Я знал случаи, когда два человека приблизительно одного возраста и воспитания заболевали одной болезнью, и диагноз у них был одинаковый. Один из них вступал в борьбу с болезнью с помощью методов, которые разжигали его сопротивление ей, которые заставляли его считать себя жертвой, а болезнь противоестественным влиянием. Он становился напряженным и испуганным, начинал всеми силами цепляться за жизнь. В дни ослабления симптомов он чувствовал себя «бодро и чудесно», но когда болезнь снова давала о себе знать, он «падал духом и расстраивался». Легко было видеть, как его самооценка зависела от того, способен ли он исцелить себя. Когда проявлялись симптомы, его мнение о себе ухудшалось, и тогда агрессия, которую он лелеял внутри себя, оборачивалась отвращением к себе и чувством вины.
Другой человек видел в болезни послание, с которым нужно работать. Он стремился вернуть себе гармонию, уравновесить сердце и ум, улучшить качество жизни, приводя в соответствие то, что казалось беспорядочным. Вместо того чтобы направлять энергию на продление жизни, он погружался в богатство, которое придавало смысл его жизни. Он не был поверхностным, «не накручивал себя», как выразился один мой знакомый.

Список данных:
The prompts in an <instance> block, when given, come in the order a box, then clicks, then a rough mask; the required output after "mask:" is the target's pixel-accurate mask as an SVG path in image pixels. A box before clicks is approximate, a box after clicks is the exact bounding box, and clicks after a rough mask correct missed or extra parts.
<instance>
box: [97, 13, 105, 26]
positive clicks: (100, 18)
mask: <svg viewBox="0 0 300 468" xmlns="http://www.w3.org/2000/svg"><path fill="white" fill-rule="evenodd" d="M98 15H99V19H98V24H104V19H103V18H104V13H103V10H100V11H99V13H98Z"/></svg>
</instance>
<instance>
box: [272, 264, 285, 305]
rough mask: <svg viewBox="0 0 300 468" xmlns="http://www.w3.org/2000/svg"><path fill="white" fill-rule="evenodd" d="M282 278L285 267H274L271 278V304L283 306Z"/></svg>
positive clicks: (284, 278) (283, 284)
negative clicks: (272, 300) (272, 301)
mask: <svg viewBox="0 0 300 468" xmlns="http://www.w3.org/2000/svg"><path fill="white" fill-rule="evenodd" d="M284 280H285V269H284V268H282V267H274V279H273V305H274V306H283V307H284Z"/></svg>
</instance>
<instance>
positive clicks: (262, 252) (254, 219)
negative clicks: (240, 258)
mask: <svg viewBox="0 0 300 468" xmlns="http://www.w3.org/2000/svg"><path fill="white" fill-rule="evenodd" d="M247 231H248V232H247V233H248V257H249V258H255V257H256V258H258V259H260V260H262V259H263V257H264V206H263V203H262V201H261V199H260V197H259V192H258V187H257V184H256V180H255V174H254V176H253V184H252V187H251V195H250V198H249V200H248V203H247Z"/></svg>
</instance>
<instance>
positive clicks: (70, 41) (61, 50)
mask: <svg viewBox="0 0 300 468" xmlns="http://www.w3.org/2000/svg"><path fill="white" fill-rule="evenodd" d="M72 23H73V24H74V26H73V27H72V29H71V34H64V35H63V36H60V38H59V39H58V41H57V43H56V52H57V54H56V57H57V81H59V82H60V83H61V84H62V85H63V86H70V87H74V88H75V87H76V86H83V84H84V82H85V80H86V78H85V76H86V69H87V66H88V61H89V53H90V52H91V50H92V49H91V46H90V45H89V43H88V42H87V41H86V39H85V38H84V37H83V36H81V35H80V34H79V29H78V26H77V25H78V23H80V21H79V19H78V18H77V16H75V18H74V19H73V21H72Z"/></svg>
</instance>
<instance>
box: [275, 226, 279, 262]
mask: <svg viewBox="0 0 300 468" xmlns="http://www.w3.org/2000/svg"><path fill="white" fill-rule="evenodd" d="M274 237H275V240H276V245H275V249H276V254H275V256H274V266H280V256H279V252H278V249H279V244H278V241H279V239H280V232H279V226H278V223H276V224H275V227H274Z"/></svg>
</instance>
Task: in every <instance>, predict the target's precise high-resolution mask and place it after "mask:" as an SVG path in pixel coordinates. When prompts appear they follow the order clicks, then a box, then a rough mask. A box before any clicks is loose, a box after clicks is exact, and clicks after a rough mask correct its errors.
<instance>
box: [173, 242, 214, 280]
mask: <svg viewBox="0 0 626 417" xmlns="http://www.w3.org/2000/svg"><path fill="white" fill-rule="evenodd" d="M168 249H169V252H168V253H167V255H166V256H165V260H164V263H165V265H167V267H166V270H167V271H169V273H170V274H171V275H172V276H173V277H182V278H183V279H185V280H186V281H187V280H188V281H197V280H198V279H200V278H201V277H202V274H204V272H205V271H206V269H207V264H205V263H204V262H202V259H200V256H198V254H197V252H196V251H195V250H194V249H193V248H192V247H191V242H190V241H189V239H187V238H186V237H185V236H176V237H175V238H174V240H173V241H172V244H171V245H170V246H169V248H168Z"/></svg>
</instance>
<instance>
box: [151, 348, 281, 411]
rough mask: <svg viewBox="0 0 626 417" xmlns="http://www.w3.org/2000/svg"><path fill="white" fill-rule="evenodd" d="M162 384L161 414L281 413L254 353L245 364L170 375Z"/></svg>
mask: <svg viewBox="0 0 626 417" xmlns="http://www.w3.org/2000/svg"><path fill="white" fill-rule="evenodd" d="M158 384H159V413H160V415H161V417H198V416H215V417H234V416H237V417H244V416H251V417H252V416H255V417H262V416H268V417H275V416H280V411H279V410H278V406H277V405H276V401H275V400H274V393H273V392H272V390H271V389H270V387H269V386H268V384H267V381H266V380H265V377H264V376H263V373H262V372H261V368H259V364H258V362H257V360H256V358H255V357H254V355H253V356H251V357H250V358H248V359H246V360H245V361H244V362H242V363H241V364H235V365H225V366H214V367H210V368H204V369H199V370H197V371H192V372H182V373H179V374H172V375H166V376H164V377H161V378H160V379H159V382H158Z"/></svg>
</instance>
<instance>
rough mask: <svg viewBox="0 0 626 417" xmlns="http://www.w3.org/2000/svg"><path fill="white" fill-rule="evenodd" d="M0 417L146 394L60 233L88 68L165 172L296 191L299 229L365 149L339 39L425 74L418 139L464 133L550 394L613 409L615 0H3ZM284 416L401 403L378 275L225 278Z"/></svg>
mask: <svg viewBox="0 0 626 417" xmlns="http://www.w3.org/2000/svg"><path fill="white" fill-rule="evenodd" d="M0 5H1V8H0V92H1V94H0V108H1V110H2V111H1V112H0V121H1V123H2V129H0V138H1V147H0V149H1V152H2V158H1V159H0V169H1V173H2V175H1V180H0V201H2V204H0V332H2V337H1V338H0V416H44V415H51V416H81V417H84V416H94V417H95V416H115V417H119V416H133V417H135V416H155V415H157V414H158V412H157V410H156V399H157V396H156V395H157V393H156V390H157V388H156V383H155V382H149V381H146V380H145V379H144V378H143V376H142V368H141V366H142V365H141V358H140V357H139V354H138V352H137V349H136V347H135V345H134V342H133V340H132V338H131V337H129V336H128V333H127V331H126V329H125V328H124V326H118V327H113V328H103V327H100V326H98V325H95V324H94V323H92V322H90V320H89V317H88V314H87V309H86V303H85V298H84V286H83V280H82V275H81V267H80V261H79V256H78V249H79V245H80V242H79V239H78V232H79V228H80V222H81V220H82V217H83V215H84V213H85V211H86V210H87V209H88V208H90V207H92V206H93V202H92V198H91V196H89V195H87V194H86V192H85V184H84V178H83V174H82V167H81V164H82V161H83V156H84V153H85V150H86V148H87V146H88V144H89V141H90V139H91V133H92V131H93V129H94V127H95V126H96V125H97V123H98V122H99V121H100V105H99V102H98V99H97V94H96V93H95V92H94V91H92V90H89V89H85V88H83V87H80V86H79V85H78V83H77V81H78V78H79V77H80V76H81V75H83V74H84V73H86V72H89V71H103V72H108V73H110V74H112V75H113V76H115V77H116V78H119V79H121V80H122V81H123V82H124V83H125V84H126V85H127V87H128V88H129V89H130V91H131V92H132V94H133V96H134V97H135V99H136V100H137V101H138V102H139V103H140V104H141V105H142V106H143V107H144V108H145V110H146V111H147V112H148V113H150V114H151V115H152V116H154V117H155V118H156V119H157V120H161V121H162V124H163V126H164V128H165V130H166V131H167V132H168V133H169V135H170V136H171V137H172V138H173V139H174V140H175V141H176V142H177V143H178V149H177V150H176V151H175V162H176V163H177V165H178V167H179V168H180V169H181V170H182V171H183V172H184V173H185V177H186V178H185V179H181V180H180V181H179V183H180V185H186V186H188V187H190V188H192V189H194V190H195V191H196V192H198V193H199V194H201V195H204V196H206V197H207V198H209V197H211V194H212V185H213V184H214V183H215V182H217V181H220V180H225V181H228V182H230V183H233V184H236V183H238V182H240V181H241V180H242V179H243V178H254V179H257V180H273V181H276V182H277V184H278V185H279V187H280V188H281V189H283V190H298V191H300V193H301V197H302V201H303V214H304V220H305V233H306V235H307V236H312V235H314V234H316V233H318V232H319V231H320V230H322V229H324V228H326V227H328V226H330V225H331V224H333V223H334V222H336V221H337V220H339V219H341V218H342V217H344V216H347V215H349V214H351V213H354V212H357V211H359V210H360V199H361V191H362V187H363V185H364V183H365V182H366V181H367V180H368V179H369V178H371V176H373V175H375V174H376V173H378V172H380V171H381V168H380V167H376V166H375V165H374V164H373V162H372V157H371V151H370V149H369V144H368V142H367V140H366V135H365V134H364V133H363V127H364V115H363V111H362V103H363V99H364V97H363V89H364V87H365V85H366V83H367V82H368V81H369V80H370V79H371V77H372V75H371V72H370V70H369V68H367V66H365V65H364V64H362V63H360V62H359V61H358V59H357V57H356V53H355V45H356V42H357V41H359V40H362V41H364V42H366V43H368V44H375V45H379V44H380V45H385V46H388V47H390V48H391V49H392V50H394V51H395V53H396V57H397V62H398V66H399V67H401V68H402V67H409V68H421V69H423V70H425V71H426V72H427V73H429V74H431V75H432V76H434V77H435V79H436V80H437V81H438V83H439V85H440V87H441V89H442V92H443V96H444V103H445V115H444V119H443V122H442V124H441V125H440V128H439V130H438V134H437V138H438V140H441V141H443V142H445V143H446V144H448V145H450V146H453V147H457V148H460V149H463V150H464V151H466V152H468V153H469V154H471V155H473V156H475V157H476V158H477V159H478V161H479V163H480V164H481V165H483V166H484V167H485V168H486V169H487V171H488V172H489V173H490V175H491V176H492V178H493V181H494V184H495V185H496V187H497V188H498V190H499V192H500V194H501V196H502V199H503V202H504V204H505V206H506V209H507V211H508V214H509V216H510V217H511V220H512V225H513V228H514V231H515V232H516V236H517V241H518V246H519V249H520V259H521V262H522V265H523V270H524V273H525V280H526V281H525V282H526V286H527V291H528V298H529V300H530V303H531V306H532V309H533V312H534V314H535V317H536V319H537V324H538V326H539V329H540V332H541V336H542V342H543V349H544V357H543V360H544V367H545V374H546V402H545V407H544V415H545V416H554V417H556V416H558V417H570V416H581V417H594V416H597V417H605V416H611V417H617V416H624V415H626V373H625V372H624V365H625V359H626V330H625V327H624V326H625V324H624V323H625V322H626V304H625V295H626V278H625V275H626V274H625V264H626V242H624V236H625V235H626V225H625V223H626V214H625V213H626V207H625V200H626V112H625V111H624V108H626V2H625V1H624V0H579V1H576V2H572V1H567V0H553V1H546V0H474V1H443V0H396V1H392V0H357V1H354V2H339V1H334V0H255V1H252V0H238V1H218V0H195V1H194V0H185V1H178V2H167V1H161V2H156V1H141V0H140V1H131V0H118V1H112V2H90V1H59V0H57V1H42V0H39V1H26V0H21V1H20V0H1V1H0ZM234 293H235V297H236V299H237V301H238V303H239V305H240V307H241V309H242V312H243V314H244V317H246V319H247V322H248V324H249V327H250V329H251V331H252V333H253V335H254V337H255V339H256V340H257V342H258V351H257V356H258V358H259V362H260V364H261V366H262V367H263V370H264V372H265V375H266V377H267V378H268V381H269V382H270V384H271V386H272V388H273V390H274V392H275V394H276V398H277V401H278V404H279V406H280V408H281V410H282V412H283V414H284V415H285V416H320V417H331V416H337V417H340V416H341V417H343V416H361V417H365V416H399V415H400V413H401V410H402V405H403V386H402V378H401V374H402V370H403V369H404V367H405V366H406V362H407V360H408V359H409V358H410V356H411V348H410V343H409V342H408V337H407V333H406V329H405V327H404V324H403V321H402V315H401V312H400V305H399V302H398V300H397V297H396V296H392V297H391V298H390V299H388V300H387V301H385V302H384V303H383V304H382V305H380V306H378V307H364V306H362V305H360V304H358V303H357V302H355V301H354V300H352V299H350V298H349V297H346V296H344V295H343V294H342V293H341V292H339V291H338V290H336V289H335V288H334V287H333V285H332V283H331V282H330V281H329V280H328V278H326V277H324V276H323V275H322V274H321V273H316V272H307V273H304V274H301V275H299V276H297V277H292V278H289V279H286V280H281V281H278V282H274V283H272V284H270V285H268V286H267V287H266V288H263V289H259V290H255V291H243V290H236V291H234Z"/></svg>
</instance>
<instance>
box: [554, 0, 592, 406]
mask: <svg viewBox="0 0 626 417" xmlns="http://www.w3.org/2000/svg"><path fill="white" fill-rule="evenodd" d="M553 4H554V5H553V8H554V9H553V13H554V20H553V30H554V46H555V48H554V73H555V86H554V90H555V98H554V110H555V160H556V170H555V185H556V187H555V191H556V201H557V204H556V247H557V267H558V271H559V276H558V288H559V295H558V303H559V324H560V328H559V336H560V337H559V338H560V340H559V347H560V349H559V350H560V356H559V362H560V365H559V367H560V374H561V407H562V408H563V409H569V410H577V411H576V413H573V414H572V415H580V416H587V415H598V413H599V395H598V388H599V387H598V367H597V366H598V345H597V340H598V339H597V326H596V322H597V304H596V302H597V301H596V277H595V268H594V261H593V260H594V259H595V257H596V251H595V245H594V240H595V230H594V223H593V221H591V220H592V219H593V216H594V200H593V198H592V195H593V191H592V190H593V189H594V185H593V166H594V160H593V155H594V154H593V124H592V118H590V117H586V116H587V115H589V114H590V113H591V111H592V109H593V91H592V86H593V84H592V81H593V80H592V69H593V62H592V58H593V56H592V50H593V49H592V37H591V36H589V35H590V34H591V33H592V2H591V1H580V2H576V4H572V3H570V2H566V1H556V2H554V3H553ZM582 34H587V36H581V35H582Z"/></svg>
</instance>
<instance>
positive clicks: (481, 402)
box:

Что сделать: Перепишите целиком отрывок о двух людях с одной и той же болезнью, ничего в нём не меняя.

Ответ:
Я знал случаи, когда два человека приблизительно одного возраста и воспитания заболевали одной болезнью, и диагноз у них был одинаковый. Один из них вступал в борьбу с болезнью с помощью методов, которые разжигали его сопротивление ей, которые заставляли его считать себя жертвой, а болезнь противоестественным влиянием. Он становился напряженным и испуганным, начинал всеми силами цепляться за жизнь. В дни ослабления симптомов он чувствовал себя «бодро и чудесно», но когда болезнь снова давала о себе знать, он «падал духом и расстраивался». Легко было видеть, как его самооценка зависела от того, способен ли он исцелить себя. Когда проявлялись симптомы, его мнение о себе ухудшалось, и тогда агрессия, которую он лелеял внутри себя, оборачивалась отвращением к себе и чувством вины.
Другой человек видел в болезни послание, с которым нужно работать. Он стремился вернуть себе гармонию, уравновесить сердце и ум, улучшить качество жизни, приводя в соответствие то, что казалось беспорядочным. Вместо того чтобы направлять энергию на продление жизни, он погружался в богатство, которое придавало смысл его жизни. Он не был поверхностным, «не накручивал себя», как выразился один мой знакомый.